The power ${\dot{q}}_{in}$ in units of $J / (s \cdot m^{2})$ ⁠, is calculated as power P_eh divided by area A_xy. This model in Eq. (3) represents the thermal system of adherends heated with an embedded heater, where heat is lost above and below to the environment, and is also transferred horizontally near the bondline.

The model from Eq. can be simplified to general parameters as

\begin{matrix} γ \dot{T} (t, x_{k}, 0) = - β_{k} T (t, x_{k}, 0) - α (T (t, x_{k}, 0) - T (t, x_{k + 1}, 0)) \\ - α (T (t, x_{k}, 0) - T (t, x_{k - 1}, 0)) + ε {\dot{q}}_{in} \end{matrix}

(5)

with parameters γ, β, α, and ε, as summarized in Table 1. The equation can be normalized by setting the parameter ε to one.

Table 1

Summary of parameter scaling for refined model

Parameter	Physical meaning	Scaling to get refined parameter
γ	$ρ C_{p} V_{x y z}$	$\bar{γ} = γ (L_{x, r} / L_{x})$
α	$k_{x} \frac{A_{y z}}{L_{x}}$	$\bar{α} = α (L_{x} / L_{x, r})$
β	$k_{y} \frac{A_{x y}}{L_{y}}$	$\bar{β} = β (L_{x, r} / L_{x})$
ε	A_xy	$\bar{ε} = ε (L_{x, r} / L_{x})$

Refine the Model to More Points.

#### Written problem 1
In the entries running from the line containing "the white cloud" through the line containing "point(1063, 33)", replace "white cloud" with "gray cloud" and give back only those lines, with nothing else changed.
#### Written problem 2
Write the next part of the passage on the thermal model of heated adherends, picking up right after its final line.
The entries that follow have no connection to the passage on the heated-adherend thermal model.

#### Given records

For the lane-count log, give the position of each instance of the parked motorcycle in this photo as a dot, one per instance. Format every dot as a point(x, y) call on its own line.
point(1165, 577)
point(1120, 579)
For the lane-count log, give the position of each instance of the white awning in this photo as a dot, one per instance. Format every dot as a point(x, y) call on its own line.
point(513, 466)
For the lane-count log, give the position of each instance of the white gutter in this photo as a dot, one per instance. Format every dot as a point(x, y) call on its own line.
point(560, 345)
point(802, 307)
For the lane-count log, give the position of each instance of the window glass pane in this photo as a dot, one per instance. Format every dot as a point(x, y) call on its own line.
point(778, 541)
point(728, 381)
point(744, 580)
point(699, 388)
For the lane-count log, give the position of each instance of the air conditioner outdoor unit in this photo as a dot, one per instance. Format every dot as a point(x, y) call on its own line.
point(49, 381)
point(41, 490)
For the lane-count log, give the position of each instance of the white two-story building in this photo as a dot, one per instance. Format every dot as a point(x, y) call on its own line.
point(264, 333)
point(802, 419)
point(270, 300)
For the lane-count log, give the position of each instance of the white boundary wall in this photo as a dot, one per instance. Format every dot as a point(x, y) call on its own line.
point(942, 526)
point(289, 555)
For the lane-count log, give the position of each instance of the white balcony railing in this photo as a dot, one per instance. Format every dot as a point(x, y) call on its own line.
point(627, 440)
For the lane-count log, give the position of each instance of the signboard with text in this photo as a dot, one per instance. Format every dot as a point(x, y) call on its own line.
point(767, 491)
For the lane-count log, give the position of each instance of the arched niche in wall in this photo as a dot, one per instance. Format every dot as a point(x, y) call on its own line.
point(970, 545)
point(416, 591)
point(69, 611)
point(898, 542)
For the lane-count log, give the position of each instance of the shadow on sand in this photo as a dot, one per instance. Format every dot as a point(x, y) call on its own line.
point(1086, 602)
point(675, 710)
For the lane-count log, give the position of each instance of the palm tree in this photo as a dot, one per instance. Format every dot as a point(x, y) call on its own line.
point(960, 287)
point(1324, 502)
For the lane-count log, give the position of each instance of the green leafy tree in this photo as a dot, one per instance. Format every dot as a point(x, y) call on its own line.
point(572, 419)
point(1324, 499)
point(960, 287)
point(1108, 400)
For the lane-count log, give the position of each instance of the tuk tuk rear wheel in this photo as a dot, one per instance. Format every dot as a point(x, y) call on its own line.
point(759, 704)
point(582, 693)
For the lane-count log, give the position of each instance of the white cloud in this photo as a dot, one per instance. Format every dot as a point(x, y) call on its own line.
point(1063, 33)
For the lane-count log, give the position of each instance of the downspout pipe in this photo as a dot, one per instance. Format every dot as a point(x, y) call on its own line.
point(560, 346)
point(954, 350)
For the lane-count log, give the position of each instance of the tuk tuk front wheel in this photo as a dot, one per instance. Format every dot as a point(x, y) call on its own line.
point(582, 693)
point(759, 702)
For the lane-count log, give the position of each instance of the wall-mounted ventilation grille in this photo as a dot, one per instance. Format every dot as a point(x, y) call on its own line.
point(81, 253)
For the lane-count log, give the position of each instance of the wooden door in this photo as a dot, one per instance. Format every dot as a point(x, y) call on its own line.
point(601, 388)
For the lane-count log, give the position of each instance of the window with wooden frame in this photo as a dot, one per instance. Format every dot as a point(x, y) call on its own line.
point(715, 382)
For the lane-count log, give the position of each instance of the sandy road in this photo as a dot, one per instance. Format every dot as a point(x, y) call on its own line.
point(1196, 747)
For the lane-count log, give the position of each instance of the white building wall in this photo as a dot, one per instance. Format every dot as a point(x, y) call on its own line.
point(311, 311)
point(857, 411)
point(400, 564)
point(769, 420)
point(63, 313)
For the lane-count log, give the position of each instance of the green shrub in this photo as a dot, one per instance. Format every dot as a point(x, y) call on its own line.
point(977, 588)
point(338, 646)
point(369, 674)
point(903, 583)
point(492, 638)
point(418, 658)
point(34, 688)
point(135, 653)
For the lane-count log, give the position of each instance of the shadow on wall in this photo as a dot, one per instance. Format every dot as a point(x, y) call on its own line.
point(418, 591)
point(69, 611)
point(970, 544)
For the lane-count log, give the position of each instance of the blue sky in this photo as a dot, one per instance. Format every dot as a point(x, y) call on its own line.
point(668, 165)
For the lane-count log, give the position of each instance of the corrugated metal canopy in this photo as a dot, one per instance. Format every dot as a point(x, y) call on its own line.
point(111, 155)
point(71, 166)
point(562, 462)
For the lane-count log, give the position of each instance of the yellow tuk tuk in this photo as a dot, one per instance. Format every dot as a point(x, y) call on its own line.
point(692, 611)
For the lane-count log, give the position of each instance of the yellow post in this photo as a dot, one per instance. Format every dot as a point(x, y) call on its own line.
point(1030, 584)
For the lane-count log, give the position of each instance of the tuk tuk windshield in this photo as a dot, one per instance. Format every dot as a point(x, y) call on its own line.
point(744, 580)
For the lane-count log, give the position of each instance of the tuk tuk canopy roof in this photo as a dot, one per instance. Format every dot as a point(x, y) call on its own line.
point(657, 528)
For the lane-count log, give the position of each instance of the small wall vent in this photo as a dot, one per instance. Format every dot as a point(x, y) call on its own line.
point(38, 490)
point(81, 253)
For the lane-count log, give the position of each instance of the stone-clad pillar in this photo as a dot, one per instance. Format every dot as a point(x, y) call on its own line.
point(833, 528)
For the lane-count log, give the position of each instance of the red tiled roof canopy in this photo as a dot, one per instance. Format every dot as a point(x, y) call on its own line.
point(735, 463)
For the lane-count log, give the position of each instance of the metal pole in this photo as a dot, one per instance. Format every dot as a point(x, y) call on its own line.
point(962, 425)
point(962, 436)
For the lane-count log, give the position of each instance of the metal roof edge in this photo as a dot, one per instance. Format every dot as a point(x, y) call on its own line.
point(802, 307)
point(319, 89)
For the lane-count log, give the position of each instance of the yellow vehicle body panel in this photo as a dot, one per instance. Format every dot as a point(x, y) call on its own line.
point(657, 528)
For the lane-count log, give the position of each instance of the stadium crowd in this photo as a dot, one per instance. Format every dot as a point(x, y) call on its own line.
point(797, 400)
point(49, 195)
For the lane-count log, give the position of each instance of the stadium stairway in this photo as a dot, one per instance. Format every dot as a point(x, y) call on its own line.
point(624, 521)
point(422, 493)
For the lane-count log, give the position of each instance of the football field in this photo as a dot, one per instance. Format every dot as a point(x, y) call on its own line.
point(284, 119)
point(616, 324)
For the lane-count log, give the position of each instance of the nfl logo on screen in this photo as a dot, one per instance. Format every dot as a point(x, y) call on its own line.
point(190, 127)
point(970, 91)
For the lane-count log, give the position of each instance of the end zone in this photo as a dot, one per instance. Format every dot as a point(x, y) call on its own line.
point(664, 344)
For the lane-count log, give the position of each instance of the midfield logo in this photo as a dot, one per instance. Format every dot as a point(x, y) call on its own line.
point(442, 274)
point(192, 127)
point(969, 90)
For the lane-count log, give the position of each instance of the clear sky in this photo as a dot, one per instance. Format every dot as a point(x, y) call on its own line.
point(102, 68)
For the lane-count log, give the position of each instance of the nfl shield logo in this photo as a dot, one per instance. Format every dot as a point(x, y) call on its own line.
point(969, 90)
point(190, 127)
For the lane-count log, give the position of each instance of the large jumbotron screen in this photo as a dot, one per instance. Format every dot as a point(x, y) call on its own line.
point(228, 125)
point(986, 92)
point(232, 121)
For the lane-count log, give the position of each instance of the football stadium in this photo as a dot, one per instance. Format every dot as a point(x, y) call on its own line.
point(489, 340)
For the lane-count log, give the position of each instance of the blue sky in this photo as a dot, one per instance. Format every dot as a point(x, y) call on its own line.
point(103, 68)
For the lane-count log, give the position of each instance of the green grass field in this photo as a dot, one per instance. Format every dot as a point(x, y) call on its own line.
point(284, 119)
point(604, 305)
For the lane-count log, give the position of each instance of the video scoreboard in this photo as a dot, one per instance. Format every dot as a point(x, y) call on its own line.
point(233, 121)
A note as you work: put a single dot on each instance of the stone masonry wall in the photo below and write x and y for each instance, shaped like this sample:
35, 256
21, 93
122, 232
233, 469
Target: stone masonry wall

#### Result 1
For the lane-count log, give the position of each instance of the gray cloud in this photo as a dot, one per instance. Format every dot as a point(x, y) call on its own line.
point(1063, 33)

#### Result 2
The parameters for the model described in Eq. are found with the least squares method using a limited number of thermocouples (TCs). With the estimated parameters, the predicted temperature profile

T_{sim, u}

closely matches the shape of the measured temperature profile T_m_,_u at locations x_k as shown in Fig. 5. Moreover, using the estimated parameters, the model is then refined to predict the temperature at other points

{\bar{x}}_{k}

along the bond center-line. This is done by taking the nodal Eq. with node spacing L_x and adjusting the parameters as in Table 1 to match a smaller node spacing

L_{\bar{x}}

in the x-direction as shown in Fig. 8. The resulting model with nodes at locations

{\bar{x}}_{k}

is given by

\begin{matrix} \bar{γ} \dot{T} (t, {\bar{x}}_{k}, 0) = - \bar{β} T (t, {\bar{x}}_{k}, 0) - \bar{α} (T (t, {\bar{x}}_{k}, 0) - T (t, {\bar{x}}_{k + 1}, 0)) \\ - \bar{α} (T (t, {\bar{x}}_{k}, 0) - T (t, {\bar{x}}_{k - 1}, 0)) + \bar{ε} {\dot{q}}_{in} \end{matrix}

(6)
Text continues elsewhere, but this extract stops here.